(Collected data)
--

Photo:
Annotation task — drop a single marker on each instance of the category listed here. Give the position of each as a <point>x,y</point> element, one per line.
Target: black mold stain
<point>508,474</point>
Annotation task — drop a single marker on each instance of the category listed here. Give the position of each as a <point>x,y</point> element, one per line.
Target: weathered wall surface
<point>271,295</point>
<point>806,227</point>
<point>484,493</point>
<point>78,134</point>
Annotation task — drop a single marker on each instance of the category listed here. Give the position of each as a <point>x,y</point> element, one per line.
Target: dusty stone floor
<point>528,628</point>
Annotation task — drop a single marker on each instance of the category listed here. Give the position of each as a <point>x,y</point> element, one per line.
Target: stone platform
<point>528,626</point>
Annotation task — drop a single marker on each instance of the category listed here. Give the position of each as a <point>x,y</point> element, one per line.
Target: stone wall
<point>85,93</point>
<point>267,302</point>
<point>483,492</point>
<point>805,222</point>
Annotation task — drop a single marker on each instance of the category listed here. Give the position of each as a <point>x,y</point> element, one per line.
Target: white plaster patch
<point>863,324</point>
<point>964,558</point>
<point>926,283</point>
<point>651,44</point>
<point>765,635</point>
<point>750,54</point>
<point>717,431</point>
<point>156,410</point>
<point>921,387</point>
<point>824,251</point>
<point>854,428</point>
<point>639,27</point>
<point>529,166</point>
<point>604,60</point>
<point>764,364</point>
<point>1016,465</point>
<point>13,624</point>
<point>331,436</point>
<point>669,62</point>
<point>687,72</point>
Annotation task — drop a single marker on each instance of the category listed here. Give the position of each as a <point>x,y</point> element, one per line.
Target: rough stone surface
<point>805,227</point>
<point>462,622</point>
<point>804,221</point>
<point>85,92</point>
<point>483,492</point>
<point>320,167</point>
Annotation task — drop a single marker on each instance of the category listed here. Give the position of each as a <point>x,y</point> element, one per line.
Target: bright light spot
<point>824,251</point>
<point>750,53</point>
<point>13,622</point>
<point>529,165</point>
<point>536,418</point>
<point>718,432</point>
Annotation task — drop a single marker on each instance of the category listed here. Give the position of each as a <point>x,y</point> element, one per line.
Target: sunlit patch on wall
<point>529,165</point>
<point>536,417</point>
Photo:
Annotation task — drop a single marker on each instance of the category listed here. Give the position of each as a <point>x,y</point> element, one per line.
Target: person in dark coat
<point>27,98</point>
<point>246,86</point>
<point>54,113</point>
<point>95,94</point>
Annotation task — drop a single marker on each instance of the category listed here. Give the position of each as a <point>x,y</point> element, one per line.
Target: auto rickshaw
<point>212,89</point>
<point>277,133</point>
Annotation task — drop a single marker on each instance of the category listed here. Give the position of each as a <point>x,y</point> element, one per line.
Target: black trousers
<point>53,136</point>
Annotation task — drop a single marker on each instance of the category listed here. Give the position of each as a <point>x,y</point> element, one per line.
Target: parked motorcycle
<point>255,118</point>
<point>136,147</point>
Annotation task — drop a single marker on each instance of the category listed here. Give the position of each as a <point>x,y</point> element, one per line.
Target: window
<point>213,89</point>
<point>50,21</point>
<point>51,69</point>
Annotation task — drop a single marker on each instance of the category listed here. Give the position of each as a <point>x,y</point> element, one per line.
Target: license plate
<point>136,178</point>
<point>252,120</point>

--

§ **Direction**: Copy all of the items above verbatim.

§ **Worked solution**:
Photo:
Annotation task — drop a single marker on each instance of the category listed here. Give the position of each as a <point>x,y</point> element, one per line.
Target: black mold stain
<point>508,474</point>
Annotation task — drop a single marker on each instance of the category listed here. Give the position of each as a <point>x,y</point> element, one per line.
Target: weathered wall surface
<point>271,295</point>
<point>806,227</point>
<point>484,493</point>
<point>78,134</point>
Annotation task — drop a single marker on each instance of the category listed here. Give the position of each as a <point>x,y</point> element, one per line.
Target: dusty stone floor
<point>528,628</point>
Annotation task — drop a single marker on each instance of the category listed here. Give the position of each as a <point>x,y</point> element, one per line.
Target: stone platform
<point>528,626</point>
Annotation task — drop a single marker on each instance of the category listed here. Give the position of each as a <point>x,y</point> element, one per line.
Target: stone wall
<point>85,93</point>
<point>267,302</point>
<point>483,492</point>
<point>805,222</point>
Annotation task — drop a single marker on each instance of the category listed here. Give the position of each as a <point>x,y</point> element, one per line.
Target: white plaster patch
<point>863,324</point>
<point>964,558</point>
<point>926,283</point>
<point>651,44</point>
<point>765,635</point>
<point>750,54</point>
<point>717,431</point>
<point>156,410</point>
<point>921,387</point>
<point>824,251</point>
<point>854,428</point>
<point>639,27</point>
<point>529,166</point>
<point>604,60</point>
<point>764,364</point>
<point>1016,465</point>
<point>13,624</point>
<point>331,436</point>
<point>669,62</point>
<point>687,72</point>
Annotation task — drop a single marker on each instance of the category listed here. Give the position of each as a <point>x,y</point> element, one per line.
Target: rough stone surface
<point>805,227</point>
<point>462,622</point>
<point>804,221</point>
<point>85,92</point>
<point>483,492</point>
<point>320,167</point>
Annotation task — drop a single marker on each instance of the category listed here. Give the position of each as a <point>x,y</point> element, one per line.
Target: bright light spot
<point>824,251</point>
<point>750,53</point>
<point>13,622</point>
<point>529,165</point>
<point>536,418</point>
<point>718,432</point>
Annotation task — drop a single marker on each instance of the category listed here. Give the position of each as a <point>x,y</point> element, one per line.
Target: sunlit patch on wall
<point>529,165</point>
<point>536,417</point>
Photo:
Annotation task — drop a single marker on each instance of the category listed here. Give the position of each as a <point>x,y</point> element, one per line.
Target: person in dark coat
<point>27,98</point>
<point>246,86</point>
<point>54,113</point>
<point>95,94</point>
Annotation task — drop a single marker on each instance of the category listed here. Give the position of each as a <point>x,y</point> element, one per line.
Target: auto rickshaw
<point>212,89</point>
<point>277,133</point>
Annotation task — drop a single marker on each instance of the category listed here. Give the position of each as a <point>x,y</point> element, one per line.
Target: black trousers
<point>53,136</point>
Annotation task — drop a single marker on each instance of the category listed here. Give the position of each as a <point>x,y</point> element, one per line.
Target: parked motorcycle
<point>255,118</point>
<point>136,147</point>
Annotation task — drop a single marker on each instance of the category listed here. Give the position of each as a <point>x,y</point> element, one per line.
Target: window
<point>213,89</point>
<point>50,21</point>
<point>51,69</point>
Annotation task — drop a single marker on each instance of the category listed here. Give the position of each as a <point>x,y</point> element, one per line.
Target: license plate
<point>136,178</point>
<point>252,120</point>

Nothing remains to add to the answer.